Named object pointing entries:
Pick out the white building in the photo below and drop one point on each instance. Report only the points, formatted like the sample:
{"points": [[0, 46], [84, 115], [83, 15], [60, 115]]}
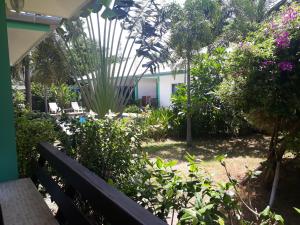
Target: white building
{"points": [[159, 86], [155, 89]]}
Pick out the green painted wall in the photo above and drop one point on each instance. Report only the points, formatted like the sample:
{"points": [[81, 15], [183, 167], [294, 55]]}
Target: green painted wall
{"points": [[158, 91], [136, 89], [8, 156]]}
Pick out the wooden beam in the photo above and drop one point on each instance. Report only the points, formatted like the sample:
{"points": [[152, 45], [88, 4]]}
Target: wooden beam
{"points": [[8, 156], [115, 206], [27, 26]]}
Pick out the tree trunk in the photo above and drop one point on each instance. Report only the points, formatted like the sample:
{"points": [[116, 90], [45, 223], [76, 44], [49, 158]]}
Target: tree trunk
{"points": [[28, 96], [46, 99], [275, 184], [188, 115], [271, 160]]}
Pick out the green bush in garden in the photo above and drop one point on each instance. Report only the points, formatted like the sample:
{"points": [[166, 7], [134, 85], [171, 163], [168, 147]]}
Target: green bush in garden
{"points": [[156, 123], [63, 95], [31, 129], [110, 148], [210, 115], [263, 79], [132, 109]]}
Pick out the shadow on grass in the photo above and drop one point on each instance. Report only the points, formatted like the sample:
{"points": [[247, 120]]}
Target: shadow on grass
{"points": [[208, 149]]}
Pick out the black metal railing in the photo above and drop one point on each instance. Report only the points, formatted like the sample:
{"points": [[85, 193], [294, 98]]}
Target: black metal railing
{"points": [[114, 206]]}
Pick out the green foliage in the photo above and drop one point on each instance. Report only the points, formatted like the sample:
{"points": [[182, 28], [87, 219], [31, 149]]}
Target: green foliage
{"points": [[132, 109], [31, 129], [193, 26], [101, 64], [110, 148], [63, 94], [50, 66], [210, 114], [18, 98], [156, 123], [264, 79]]}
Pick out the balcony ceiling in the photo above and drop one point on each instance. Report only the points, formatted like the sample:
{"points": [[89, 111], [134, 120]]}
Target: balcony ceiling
{"points": [[37, 19], [58, 8]]}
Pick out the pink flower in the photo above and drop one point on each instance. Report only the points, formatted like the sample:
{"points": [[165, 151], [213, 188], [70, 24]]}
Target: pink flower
{"points": [[289, 15], [285, 66], [283, 40], [273, 25]]}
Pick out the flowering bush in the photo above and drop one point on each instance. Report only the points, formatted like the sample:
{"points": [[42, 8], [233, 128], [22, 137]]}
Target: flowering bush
{"points": [[265, 74]]}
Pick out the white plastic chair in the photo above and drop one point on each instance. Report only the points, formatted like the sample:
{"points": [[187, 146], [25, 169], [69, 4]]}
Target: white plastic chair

Stated task:
Exclude every picture and copy the remaining data exactly.

Written answer:
Pick out the white building in the photo below and drop one point on each instance. Report only the points, formatted like the sample:
{"points": [[0, 46], [84, 115], [83, 15], [60, 115]]}
Target: white building
{"points": [[159, 86], [155, 89]]}
Pick out the green painted wall in the photo above and drop one point on each instance. Report only the points, formatted like the sample:
{"points": [[81, 15], [183, 167], [294, 55]]}
Target: green painted wall
{"points": [[158, 91], [136, 89], [8, 156]]}
Pick out the wooden beam in the photo above and drop one point on each instance. Report only the points, formatted like the sample:
{"points": [[152, 45], [88, 4]]}
Target: wooden beam
{"points": [[8, 156], [115, 206], [27, 26]]}
Pick out the tree trunk in the photo above and drop one point on each instance. Report only the points, formatted like the sample:
{"points": [[116, 90], [45, 223], [76, 44], [49, 158]]}
Target: tree trunk
{"points": [[28, 96], [46, 99], [275, 184], [188, 115], [271, 160]]}
Pick out the green bush in garden in the photo above and drop one point on each instance. Report only the points, formatted like the sample:
{"points": [[166, 7], [134, 85], [171, 163], [168, 147]]}
Target: green bush in garden
{"points": [[156, 123], [63, 95], [31, 129], [110, 148], [210, 115], [263, 79], [132, 109]]}
Pick out the shadow on grass in the photo above and drop one point on each instance. Report only the points, formatted like the sample:
{"points": [[247, 120]]}
Target: shadow on grass
{"points": [[208, 149]]}
Pick out the black metal railing in the photo above and drop one point on each instance. Report only the points, formatted like the sample:
{"points": [[85, 193], [294, 98]]}
Target: black metal railing
{"points": [[114, 206]]}
Pick out the green foliage in the photo above and drop one point on each instance. Report only the points, formatted like the sample:
{"points": [[182, 28], [87, 219], [31, 149]]}
Target: green foliage
{"points": [[132, 109], [31, 129], [193, 26], [101, 64], [110, 148], [63, 94], [50, 66], [210, 114], [18, 98], [156, 123], [264, 79]]}
Pick out the balcony ceiling in the photo above and drop one point on each instance. Report only the points, formatted like the sample:
{"points": [[89, 111], [134, 120]]}
Target: balcony ceiling
{"points": [[37, 19], [58, 8]]}
Pick out the pink flower in the photo above and drop one point on each instance. Report only the points, formatted like the sample:
{"points": [[165, 151], [213, 188], [70, 24]]}
Target: pink flower
{"points": [[289, 15], [285, 66], [283, 40], [273, 25]]}
Pick out the flowering bush in the photo above and drop one point on each instance. Report only the points, formatted like the sample:
{"points": [[42, 8], [233, 128], [22, 137]]}
Target: flowering bush
{"points": [[265, 74]]}
Pick out the white plastic chair in the photo above and drop one point on each instance. Report only the points, formatted like the sample:
{"points": [[187, 146], [25, 169], [69, 4]]}
Target: white plastic chair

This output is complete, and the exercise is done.